• [WHAT IS NEEDED]: Write out, word for word, every line from the one containing "the gray shingle" through the last line of the records below, both ends included.

RECORDS FOR THE TASK Block Start

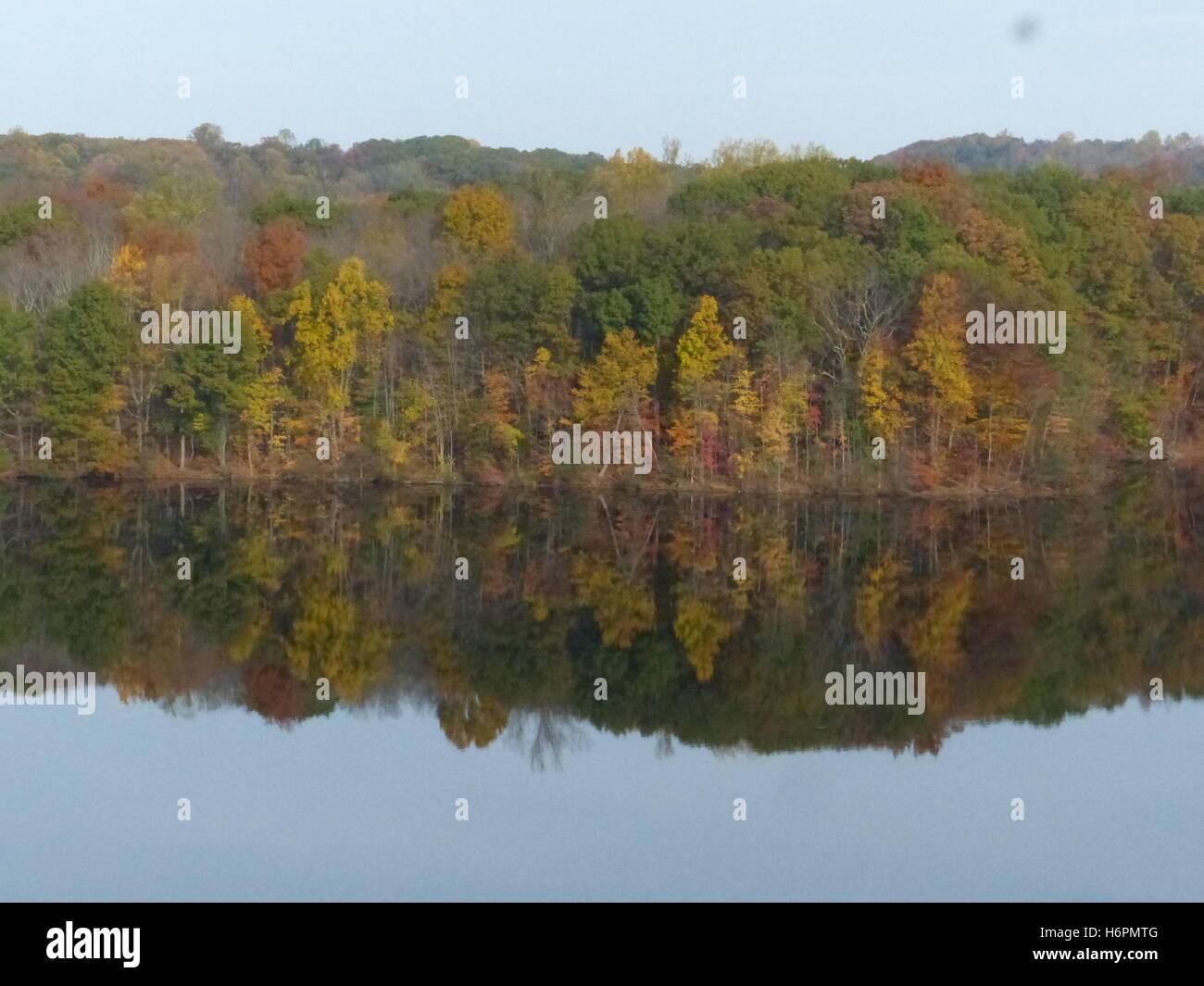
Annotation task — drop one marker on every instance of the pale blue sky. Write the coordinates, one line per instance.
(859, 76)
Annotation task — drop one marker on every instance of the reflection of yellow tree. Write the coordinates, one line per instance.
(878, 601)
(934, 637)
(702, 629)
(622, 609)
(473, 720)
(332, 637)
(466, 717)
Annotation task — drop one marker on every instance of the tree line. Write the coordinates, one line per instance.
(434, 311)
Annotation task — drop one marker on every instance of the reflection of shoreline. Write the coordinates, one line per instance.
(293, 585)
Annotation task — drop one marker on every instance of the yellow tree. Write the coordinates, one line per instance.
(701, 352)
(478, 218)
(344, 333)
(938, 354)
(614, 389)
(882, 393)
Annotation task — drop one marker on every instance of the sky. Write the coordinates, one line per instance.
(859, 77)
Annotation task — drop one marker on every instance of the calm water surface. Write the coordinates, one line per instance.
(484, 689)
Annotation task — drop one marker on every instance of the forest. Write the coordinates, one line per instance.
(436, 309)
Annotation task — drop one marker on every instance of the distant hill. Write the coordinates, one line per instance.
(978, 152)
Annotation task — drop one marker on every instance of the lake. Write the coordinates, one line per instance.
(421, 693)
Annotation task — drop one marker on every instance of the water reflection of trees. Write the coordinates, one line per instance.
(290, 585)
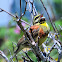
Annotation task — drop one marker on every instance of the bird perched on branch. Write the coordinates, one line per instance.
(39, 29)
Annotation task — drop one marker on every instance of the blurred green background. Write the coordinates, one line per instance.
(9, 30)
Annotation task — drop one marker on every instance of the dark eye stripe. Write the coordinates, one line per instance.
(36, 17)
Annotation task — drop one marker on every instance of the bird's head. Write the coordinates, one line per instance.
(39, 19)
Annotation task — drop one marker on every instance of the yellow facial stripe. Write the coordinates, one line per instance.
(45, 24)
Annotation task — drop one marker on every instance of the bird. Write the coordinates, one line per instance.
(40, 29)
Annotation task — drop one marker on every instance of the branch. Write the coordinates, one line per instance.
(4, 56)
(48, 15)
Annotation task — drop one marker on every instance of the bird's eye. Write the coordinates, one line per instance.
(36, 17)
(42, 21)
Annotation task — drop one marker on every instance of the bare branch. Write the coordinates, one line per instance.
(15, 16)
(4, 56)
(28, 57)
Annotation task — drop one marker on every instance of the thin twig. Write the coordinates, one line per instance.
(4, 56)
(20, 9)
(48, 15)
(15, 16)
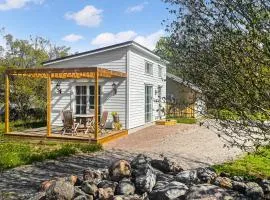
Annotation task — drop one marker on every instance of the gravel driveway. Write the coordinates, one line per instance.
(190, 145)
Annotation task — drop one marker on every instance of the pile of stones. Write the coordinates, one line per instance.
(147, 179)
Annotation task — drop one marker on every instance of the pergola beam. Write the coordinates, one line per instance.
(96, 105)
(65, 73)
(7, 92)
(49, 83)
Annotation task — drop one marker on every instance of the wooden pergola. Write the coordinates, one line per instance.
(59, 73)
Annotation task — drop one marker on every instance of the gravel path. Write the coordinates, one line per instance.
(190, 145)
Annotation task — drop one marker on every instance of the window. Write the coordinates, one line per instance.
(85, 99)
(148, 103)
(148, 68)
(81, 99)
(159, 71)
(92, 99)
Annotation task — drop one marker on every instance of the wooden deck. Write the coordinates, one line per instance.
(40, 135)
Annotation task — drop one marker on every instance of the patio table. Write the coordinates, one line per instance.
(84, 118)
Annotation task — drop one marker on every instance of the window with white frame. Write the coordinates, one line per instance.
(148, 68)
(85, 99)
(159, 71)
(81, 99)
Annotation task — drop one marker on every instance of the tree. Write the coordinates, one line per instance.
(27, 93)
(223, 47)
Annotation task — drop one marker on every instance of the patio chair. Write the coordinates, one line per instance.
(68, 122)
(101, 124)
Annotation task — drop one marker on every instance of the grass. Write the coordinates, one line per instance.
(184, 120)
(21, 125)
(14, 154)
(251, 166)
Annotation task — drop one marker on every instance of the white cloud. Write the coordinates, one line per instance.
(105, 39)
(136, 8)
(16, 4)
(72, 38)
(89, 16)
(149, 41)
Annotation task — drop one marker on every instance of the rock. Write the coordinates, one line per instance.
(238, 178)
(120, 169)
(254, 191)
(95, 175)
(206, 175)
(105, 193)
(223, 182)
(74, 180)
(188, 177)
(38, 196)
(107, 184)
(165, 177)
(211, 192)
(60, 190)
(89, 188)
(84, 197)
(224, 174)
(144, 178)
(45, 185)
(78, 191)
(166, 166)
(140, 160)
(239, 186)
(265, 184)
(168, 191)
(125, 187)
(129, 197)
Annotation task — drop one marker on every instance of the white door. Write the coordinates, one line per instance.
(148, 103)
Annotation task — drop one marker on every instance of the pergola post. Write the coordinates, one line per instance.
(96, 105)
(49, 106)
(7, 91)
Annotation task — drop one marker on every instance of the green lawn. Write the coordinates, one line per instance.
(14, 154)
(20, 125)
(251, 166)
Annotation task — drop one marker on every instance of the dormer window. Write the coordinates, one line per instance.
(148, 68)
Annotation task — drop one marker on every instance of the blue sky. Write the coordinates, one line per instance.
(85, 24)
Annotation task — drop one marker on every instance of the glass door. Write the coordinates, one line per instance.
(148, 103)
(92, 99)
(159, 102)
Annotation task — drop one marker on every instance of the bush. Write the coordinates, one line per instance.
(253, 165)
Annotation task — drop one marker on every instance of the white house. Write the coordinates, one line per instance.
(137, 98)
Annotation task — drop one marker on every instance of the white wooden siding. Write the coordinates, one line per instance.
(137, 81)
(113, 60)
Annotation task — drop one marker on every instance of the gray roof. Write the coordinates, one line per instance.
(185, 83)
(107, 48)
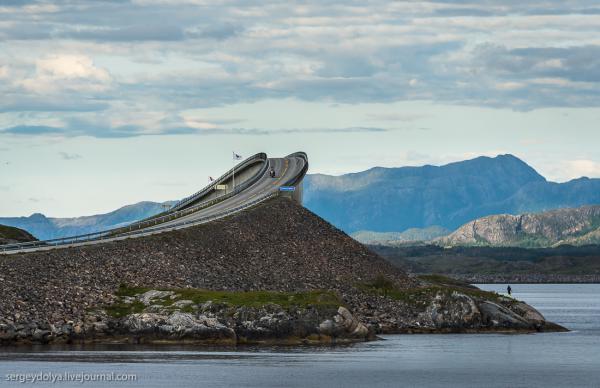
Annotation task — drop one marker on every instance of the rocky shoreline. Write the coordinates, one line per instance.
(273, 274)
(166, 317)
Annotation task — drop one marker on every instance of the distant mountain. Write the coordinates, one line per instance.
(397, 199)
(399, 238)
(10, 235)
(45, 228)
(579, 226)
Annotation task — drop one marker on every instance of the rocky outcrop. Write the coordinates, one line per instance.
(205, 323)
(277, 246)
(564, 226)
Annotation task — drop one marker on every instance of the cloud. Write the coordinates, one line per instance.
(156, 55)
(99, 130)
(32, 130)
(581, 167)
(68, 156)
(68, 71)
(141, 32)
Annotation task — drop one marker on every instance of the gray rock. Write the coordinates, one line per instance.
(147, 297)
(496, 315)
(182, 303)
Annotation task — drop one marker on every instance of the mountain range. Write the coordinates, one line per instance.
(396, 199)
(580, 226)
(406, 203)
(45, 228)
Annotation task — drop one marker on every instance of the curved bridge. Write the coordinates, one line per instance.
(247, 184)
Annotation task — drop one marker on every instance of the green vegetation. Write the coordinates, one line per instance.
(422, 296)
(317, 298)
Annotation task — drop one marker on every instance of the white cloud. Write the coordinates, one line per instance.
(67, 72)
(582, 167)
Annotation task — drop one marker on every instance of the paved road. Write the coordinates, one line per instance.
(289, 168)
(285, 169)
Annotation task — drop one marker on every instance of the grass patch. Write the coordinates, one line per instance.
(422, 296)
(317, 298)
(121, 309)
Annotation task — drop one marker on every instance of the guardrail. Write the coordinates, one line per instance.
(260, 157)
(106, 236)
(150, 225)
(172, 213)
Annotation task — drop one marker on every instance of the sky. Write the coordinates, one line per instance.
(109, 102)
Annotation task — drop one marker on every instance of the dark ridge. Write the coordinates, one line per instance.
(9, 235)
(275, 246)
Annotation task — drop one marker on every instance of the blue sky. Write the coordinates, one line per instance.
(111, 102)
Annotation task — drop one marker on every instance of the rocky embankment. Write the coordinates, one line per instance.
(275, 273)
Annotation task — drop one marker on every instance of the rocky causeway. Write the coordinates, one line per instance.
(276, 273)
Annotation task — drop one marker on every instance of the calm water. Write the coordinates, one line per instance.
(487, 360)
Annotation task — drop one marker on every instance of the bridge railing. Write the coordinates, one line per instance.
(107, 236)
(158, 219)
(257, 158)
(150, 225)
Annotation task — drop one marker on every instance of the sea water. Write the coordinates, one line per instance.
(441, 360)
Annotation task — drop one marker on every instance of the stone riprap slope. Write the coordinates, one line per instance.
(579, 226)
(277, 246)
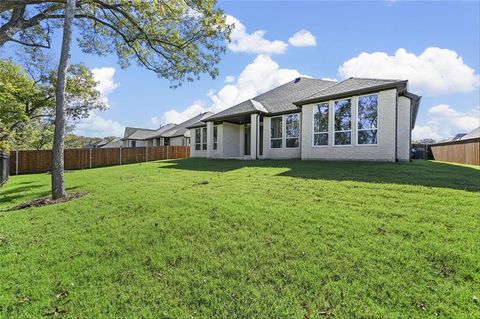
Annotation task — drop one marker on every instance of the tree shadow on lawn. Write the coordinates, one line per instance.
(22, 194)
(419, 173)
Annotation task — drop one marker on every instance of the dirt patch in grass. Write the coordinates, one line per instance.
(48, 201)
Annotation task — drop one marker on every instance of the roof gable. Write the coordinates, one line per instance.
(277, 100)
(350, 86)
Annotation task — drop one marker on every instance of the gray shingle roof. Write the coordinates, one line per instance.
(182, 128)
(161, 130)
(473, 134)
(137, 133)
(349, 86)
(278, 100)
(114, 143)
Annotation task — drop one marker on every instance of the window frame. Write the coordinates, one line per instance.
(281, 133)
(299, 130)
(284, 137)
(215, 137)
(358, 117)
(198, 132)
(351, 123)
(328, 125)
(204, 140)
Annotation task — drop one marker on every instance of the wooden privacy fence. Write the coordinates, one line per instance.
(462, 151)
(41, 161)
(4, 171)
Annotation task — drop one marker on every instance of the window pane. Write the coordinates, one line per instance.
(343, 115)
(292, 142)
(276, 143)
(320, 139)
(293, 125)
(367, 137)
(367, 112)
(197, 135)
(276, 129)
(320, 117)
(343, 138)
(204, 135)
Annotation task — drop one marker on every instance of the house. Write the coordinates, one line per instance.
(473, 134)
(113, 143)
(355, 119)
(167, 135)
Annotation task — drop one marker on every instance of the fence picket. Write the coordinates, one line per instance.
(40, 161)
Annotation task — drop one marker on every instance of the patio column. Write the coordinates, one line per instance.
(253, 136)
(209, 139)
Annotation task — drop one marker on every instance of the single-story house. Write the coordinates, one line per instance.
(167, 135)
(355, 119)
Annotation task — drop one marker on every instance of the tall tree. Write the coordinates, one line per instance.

RECORDS FOR THE TASK Block End

• [OUTPUT OF THE EXERCISE]:
Annotation task — drop one marker on every instance of the gray shingle roof. Write the coordinates, one line per instance.
(182, 128)
(161, 130)
(473, 134)
(137, 133)
(349, 86)
(278, 100)
(114, 143)
Annotation task — drop one marker on every instance of the window frame. Write the coordinates, one line per instance.
(281, 133)
(299, 130)
(284, 137)
(215, 137)
(358, 117)
(198, 132)
(351, 123)
(328, 125)
(204, 140)
Annotation task — drop one marker on every instance of the wooden privacy fence. Write the coordinates, one line per instance.
(462, 151)
(41, 161)
(4, 171)
Annotation task — drop one marker on every instance of the window pane. Write the coordinates, one line per instance.
(343, 115)
(292, 142)
(276, 143)
(320, 139)
(293, 125)
(367, 137)
(367, 112)
(197, 135)
(276, 129)
(320, 117)
(343, 138)
(204, 135)
Annotation task — drop one marker on every instance of the house. Write the coordinates, one line per instance.
(473, 134)
(113, 143)
(355, 119)
(167, 135)
Annotation task — drop one marker on every instance of the fence picket. Write the coordinates, one line per instance.
(40, 161)
Annotation task — drop one marker on every instance of the patio column. Write the coordinates, one line per instance.
(253, 136)
(209, 139)
Annotation task — drop one marker on every instance of the single-story house. Write the coordinates, one line per instance.
(167, 135)
(355, 119)
Annotation task — drop one marker on every instance of the tall tree. Write the coordinates, one line per instance.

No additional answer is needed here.